In their opinion, the regulators gave two examples of what could pass the test: training a “conversational agent to assist users,” and deploying an AI-based cybersecurity tool in a network. They stressed that legitimate interest had to be judged on a case-by-case basis.
“A large part of the opinion is telling AI companies what they should have been doing anyway, but it also sends a message that being innovative is not an excuse for not complying with the law,” said Tom West, a legal officer at the rights group Privacy International.
The EDPB noted that it wasn’t able to cover every possible AI scenario in its opinion, not least because the models are evolving so quickly. But that vagueness has left some dissatisfied. Claudia Canelles Quaroni, the CCIA’s European senior policy manager, suggested that AI companies still wouldn’t have the confidence they need to fully roll out their services in Europe.
“Greater legal clarity and a practical framework are needed to reconcile EU privacy principles with technological progress,” she said in an emailed statement. “This is essential for Europe to remain competitive and unlock AI-driven innovation. Otherwise European consumers and businesses risk missing out on more cutting-edge technologies powered by AI and data.”

Records shown →
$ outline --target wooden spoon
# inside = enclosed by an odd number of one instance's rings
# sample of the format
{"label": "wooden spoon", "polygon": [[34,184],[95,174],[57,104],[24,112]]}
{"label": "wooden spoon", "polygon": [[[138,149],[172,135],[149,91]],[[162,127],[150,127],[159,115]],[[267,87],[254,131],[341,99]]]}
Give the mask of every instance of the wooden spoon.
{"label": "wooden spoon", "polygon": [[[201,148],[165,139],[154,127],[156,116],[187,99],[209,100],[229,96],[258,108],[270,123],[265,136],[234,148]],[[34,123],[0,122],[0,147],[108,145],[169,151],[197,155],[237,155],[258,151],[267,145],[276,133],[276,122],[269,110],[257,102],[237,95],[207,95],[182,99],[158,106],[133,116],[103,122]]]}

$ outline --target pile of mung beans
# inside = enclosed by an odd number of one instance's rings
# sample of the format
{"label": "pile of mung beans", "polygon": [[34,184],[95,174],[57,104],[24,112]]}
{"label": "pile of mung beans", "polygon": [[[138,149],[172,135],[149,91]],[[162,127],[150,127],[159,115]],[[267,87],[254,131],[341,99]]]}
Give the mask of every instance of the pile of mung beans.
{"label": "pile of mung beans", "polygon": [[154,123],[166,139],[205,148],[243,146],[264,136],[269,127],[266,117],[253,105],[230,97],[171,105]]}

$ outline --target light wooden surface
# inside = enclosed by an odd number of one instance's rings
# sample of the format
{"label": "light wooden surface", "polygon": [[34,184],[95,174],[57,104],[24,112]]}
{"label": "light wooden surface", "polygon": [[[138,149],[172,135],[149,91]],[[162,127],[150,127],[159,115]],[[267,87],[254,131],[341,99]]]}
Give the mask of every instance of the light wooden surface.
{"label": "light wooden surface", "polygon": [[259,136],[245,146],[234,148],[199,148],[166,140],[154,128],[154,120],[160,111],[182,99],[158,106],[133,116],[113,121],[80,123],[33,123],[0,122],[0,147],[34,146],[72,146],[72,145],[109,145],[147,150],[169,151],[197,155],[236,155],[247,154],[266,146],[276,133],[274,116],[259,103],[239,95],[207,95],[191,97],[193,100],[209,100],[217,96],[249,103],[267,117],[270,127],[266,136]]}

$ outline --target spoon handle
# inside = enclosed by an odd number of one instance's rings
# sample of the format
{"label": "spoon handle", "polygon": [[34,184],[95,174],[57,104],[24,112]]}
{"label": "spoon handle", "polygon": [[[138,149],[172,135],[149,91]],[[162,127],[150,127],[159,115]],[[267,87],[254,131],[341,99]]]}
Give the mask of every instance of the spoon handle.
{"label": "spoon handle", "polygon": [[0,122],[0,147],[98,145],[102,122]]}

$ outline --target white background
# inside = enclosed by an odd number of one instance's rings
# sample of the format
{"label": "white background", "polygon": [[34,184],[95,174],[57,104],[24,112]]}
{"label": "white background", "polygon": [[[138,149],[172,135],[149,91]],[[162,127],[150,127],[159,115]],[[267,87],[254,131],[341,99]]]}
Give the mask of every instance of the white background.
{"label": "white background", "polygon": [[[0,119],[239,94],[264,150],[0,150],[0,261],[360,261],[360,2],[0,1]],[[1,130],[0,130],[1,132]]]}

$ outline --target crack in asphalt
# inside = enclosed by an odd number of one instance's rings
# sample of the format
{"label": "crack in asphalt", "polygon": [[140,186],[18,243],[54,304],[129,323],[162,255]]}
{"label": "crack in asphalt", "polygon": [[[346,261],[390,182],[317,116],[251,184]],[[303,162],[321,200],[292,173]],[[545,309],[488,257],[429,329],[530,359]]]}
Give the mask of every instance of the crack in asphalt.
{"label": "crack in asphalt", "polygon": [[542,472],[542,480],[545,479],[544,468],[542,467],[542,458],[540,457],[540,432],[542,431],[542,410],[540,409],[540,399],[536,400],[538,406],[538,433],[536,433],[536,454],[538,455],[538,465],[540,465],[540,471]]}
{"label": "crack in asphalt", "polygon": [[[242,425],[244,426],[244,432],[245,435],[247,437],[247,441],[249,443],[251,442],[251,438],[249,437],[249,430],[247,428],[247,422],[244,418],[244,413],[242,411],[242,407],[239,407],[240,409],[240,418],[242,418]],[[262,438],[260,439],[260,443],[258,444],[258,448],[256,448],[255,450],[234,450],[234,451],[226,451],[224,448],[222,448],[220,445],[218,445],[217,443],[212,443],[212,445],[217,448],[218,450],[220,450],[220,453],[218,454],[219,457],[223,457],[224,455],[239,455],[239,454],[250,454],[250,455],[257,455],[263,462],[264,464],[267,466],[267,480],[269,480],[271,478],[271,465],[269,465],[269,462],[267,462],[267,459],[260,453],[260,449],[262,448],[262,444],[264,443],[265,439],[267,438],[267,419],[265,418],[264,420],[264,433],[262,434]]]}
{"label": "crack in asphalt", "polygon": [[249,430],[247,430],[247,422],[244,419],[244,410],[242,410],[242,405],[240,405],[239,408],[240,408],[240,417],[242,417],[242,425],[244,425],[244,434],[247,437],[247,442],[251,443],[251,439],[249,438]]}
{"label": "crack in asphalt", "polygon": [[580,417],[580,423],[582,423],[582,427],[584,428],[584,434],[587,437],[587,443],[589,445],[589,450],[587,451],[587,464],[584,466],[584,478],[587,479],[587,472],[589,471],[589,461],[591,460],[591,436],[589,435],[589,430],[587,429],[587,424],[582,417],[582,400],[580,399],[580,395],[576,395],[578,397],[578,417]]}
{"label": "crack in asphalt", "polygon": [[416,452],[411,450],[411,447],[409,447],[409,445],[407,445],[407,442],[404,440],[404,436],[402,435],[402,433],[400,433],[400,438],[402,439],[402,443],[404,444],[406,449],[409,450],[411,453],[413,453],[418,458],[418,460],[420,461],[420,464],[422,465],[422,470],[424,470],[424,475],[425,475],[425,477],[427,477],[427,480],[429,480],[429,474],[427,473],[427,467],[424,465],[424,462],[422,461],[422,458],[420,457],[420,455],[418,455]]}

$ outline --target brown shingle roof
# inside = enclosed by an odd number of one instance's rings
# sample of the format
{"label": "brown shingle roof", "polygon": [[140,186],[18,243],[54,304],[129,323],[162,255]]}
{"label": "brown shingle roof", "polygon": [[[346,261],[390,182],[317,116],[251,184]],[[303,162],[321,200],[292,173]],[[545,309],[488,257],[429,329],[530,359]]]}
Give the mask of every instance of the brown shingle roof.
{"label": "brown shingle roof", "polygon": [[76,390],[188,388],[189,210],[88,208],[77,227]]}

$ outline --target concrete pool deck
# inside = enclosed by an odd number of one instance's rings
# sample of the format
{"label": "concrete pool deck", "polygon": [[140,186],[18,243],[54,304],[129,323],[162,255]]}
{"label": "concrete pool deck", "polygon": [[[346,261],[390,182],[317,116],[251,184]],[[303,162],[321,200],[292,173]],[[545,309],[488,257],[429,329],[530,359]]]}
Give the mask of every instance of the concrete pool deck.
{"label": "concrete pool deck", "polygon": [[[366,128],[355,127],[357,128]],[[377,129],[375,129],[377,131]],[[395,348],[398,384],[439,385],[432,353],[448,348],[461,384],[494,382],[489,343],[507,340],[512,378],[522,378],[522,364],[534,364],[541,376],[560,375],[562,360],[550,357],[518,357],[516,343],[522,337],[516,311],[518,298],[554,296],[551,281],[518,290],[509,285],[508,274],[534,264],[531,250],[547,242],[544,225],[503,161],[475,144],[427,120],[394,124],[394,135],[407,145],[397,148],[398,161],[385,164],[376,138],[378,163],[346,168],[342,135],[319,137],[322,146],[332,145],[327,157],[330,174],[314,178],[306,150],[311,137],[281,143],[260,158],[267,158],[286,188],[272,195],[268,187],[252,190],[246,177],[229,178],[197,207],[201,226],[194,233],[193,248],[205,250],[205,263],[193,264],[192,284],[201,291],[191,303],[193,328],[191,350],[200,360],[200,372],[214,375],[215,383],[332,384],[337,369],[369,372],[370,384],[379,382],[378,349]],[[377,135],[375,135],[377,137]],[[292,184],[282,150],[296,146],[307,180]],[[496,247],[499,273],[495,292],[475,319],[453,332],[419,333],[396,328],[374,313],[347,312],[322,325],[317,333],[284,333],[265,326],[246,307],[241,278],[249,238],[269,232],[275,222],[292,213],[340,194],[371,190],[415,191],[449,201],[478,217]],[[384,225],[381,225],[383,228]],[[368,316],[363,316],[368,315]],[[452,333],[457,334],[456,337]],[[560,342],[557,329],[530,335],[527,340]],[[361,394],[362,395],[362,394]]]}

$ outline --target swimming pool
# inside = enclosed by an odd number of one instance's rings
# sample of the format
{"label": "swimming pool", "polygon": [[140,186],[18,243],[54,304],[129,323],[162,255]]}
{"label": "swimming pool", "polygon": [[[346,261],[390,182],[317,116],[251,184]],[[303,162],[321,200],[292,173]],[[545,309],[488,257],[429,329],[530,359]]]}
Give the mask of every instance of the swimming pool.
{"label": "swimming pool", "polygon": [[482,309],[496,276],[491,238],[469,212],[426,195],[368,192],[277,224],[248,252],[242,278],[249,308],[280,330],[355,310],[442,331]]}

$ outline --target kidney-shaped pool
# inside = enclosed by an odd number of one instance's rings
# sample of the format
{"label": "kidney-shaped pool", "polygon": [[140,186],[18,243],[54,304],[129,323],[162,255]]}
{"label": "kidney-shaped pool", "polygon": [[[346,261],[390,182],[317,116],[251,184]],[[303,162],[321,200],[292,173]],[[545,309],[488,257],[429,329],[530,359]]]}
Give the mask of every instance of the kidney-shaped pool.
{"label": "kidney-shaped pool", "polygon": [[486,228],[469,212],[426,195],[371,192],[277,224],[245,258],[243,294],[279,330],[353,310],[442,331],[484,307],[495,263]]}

Your assignment →
Extend the report above on the EU privacy regulators' opinion about AI, picking up after its last paragraph.

Output of the exercise →
Where the data comes from
Most of today’s cutting-edge foundation models were likely trained on data that was scraped from public sources on the web—the companies are very opaque on this point—so this was a major focus in the EDPB opinion.
The watchdogs suggested that it might be possible for someone to legally scrape people’s data from the web if they were very careful about minimizing the data they collected, and if they made people aware that they were taking their data. But without those mitigations—which are unlikely to have been in place—the collection may very well have broken people’s privacy rights, and possibly even their freedom of expression if a “sense of surveillance” makes them likely to self-censor.
Crucially, using data with dodgy provenance could undermine an AI company’s claim to be exercising its legitimate interests when training its models on that data, potentially leaving it open to a big GDPR fine. And if another company then goes and deploys those models, then it could also be in trouble—the onus is on that company to check whether the model it’s deploying was trained on lawfully processed data.
That picture could change if the model is made “anonymous,” meaning there’s no significant likelihood that someone could extract people’s personal data from it. But the opinion makes clear that companies are not to be taken at their word on this. To determine whether a model is “anonymous,” regulators can go so far as to conduct “analysis of reports of code reviews, as well as a theoretical analysis documenting the appropriateness of the measures chosen to reduce the likelihood of reidentification of the concerned model.”
In any case, the big AI companies don’t tend to go so far as to claim that they have made their models anonymous, though they do sometimes claim to protect people’s privacy.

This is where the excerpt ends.